* _Data rows_:
begin

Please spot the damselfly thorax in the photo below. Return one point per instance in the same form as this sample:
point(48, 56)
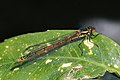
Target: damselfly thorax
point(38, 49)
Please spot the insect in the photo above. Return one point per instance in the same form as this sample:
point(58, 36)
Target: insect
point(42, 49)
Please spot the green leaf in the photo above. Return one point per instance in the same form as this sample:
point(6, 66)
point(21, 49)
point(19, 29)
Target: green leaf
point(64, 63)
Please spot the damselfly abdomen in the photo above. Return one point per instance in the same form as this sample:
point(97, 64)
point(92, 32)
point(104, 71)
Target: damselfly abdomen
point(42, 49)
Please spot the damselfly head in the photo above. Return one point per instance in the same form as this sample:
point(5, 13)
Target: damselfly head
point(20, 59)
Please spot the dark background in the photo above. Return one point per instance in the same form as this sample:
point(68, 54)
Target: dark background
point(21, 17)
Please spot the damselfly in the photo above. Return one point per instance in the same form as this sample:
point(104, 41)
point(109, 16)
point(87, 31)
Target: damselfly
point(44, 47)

end
begin

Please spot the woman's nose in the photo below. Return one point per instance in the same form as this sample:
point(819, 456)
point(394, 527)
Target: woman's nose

end
begin

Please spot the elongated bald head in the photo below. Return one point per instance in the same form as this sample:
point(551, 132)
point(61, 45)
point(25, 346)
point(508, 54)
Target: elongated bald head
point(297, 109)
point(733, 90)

end

* _Your objective_: Rescale everything from the line containing "Please spot the damselfly abdomen" down to the line containing "point(44, 47)", both ends included. Reproduce those lines in full, multiplying each answer coordinate by 2 and rounding to whole numbers with halves rounded up, and leave every other line, including the sample coordinates, unchanged.

* _Written reply_:
Please spot the damselfly abdomen in the photo above. Return one point per instance in the same form as this sample:
point(97, 64)
point(92, 32)
point(104, 71)
Target: damselfly abdomen
point(84, 98)
Please spot the damselfly head in the photo above. Return one point per instance in the same form as this sample:
point(5, 13)
Target: damselfly head
point(40, 118)
Please spot the dark background in the photo above. Return one point per instance in the same form as this sample:
point(68, 54)
Target: dark background
point(42, 34)
Please spot the damselfly in the photo above. Return one point per instance in the same form as this sample:
point(104, 41)
point(109, 16)
point(87, 31)
Target: damselfly
point(88, 94)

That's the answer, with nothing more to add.